::: SOURCE TEXT :::

Plus, we had an oops (which you can read about on that thread) with loading the eggs the wrong way (as per misprint in incubator instructions) which we think contributed to the first couple we lost, but not the full term ones.
 
Interesting! Didn’t know that. Maybe providing quinoa with their food will help?
No. They would have to eat a lot of quinoa to increase the protein intake, and that would end up costing a lot. It's much cheaper and easier to offer a higher protein feed to the whole flock and just forget about layer feed entirely. There is no magic ingredient in layer feed, it's just got less protein and a whole lot more calcium. All that calcium isn't good for birds that aren't laying, and can eventually be lethal.
 
No. They would have to eat a lot of quinoa to increase the protein intake, and that would end up costing a lot. It's much cheaper and easier to offer a higher protein feed to the whole flock and just forget about layer feed entirely. There is no magic ingredient in layer feed, it's just got less protein and a whole lot more calcium. All that calcium isn't good for birds that aren't laying, and can eventually be lethal.

::: MATERIAL SUPPLIED :::

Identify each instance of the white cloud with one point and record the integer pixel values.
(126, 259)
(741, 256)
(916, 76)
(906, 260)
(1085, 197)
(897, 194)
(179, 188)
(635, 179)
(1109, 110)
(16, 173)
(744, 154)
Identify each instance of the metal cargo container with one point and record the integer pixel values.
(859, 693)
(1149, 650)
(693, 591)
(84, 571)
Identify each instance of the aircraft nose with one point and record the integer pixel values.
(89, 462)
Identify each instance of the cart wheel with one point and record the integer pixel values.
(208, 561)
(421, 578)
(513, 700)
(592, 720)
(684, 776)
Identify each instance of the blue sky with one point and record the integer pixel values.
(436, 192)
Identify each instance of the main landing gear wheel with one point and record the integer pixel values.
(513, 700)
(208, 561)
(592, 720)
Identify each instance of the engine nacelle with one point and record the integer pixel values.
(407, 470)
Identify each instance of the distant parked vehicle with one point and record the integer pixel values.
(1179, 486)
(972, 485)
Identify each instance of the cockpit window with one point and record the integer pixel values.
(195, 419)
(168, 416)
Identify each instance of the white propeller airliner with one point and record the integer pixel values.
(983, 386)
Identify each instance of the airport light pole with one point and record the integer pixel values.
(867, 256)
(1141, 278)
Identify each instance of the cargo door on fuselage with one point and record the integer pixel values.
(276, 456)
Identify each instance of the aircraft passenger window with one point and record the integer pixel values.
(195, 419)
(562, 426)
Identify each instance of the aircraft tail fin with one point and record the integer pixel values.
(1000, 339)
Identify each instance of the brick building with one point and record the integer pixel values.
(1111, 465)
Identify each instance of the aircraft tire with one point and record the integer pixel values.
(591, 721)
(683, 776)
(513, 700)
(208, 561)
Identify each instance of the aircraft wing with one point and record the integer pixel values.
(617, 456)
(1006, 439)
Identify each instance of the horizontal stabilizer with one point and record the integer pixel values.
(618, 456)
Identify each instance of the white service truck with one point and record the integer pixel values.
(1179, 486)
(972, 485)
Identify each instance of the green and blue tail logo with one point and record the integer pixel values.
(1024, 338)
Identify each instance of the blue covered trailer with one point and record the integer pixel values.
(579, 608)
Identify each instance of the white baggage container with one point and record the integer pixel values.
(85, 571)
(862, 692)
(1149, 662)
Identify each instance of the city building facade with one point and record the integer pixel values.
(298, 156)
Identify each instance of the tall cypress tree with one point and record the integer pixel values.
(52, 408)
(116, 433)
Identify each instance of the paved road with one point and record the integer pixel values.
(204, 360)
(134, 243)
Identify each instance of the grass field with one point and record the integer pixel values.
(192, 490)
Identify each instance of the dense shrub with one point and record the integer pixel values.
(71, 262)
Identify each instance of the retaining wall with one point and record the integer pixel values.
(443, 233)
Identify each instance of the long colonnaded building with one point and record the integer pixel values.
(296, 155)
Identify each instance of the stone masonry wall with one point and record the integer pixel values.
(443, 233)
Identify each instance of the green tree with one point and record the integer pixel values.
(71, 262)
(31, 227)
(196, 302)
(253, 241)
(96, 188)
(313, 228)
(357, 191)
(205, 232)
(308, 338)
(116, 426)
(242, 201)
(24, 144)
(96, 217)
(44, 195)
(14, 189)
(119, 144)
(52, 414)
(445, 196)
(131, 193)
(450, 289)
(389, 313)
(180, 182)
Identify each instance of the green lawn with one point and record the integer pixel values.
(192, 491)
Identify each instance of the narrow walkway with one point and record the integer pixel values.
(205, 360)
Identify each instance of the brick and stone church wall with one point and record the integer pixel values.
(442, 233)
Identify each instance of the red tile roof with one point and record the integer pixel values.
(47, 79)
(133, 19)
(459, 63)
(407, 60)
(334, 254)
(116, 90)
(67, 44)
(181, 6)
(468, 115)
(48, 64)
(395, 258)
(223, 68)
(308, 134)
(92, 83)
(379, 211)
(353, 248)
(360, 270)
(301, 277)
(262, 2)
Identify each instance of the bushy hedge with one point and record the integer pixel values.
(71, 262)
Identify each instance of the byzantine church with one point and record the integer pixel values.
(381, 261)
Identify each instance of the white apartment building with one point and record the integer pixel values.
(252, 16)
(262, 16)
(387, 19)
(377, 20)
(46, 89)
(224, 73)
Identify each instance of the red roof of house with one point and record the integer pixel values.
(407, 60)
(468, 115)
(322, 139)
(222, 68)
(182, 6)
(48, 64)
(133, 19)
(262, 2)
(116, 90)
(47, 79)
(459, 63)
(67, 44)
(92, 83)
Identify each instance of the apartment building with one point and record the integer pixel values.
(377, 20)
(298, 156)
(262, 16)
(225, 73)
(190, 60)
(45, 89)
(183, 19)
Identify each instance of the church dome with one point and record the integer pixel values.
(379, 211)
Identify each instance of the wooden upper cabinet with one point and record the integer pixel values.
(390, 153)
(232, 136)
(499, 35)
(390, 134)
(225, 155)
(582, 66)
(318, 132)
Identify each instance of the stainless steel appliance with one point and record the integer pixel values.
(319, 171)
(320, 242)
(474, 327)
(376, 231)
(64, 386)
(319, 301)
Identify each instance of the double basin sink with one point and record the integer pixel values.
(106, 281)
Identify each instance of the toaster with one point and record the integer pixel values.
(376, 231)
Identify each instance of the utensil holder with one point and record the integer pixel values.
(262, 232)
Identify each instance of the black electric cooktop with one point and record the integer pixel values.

:::

EXERCISE GOAL: According to the poultry feed discussion above, what distinguishes layer feed from other feed?

ANSWER: It has less protein and a great deal more calcium.